**What you will do**
A. In which issue of National Geographic Magazine did "The Genius of Swarms" appear, according to the swarm intelligence text?
B. Please duplicate a passage from the swarm intelligence text: begin at the words "Concepts from swarm" and stop after "winners and losers.".

**Given text**
In "The Genius of Swarms" in the July 2007 issue of National Geographic Magazine, Peter Miller attributes swarm intelligence to groups of insects, schools of fish and herds of caribou. Individual ants, fish or bees are not good problem solvers but, as part of a colony, they can find the shortest route to food, allocate workers efficiently or defend the herd from predators.
Concepts from swarm intelligence have human applications as well. Companies in Italy and Switzerland use ants' foraging rules to find the best routes for delivering dairy products, heating oil and groceries. Telephone companies mimic the ant behavior of leaving pheromones (chemicals produced by an animal that serve as stimuli to others of the species). Virtual pheromones at switching stations show prime trails to ensure calls take the fastest routes. Pari-mutuel betting at a racetrack can apply principles from swarm intelligence to pick winners and losers.
Researchers believe that the methods used by insects are relatively simple. First, no one is in charge. Instead, the process relies on self-organizing as a management system. Self-organizing is the sum of countless interactions between numerous individual ants, following simple rules. For example, in an ant colony, patrollers are sent out early in the morning. When they return to the hive, they use their antennae to touch the antennae of forager ants, providing a stimulus. A forager must have contact with a certain number of patrollers in a period of time before it will go out. In other words, foragers can tell whether it is safe to go out by the rate of their encounters with patrollers. When foraging begins, other ants join the process based on the rate at which they encounter returning foragers.

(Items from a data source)
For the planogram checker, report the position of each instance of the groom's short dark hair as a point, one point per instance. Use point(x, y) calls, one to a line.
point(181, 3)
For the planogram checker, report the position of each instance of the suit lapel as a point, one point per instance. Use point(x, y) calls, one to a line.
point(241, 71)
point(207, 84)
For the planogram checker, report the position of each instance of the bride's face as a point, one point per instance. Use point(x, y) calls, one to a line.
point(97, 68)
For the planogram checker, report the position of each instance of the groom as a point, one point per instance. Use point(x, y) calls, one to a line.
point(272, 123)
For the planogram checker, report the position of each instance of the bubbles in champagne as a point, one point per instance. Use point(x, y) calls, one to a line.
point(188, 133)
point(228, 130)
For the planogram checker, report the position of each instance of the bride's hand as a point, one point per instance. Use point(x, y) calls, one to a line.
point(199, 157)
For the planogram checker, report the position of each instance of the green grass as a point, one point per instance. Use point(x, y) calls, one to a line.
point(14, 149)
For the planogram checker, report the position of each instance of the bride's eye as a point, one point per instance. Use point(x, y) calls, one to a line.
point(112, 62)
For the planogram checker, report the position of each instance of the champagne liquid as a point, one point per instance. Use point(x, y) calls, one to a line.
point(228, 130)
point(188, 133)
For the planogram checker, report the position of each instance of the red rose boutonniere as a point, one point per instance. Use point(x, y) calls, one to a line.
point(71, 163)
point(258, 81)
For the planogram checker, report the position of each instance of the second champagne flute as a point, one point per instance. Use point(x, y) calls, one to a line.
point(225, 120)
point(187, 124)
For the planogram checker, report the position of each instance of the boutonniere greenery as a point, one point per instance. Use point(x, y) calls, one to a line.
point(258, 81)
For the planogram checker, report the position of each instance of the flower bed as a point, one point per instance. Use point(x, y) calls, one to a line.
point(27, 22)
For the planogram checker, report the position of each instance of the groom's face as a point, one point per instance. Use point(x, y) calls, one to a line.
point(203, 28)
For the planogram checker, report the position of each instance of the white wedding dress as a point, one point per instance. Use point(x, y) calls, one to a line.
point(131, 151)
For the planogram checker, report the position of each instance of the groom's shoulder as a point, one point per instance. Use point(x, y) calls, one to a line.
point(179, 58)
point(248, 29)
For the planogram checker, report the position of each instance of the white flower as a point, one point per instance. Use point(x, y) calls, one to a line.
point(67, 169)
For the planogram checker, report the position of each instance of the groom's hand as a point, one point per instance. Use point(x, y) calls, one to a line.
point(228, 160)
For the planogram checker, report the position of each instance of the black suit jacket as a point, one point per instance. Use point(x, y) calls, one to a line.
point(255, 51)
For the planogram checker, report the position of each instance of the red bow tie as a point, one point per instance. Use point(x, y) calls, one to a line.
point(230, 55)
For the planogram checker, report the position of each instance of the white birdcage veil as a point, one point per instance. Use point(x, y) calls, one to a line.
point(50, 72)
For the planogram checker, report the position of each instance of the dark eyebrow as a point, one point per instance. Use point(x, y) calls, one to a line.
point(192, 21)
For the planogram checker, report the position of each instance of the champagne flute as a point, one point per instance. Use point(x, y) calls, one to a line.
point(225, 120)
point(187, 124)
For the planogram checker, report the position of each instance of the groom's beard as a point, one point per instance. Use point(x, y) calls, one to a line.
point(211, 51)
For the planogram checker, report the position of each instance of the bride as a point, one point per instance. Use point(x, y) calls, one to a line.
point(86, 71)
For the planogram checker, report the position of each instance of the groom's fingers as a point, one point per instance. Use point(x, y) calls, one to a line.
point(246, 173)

**Problem solutions**
A. The July 2007 issue.

B.
Concepts from swarm intelligence have human applications as well. Companies in Italy and Switzerland use ants' foraging rules to find the best routes for delivering dairy products, heating oil and groceries. Telephone companies mimic the ant behavior of leaving pheromones (chemicals produced by an animal that serve as stimuli to others of the species). Virtual pheromones at switching stations show prime trails to ensure calls take the fastest routes. Pari-mutuel betting at a racetrack can apply principles from swarm intelligence to pick winners and losers.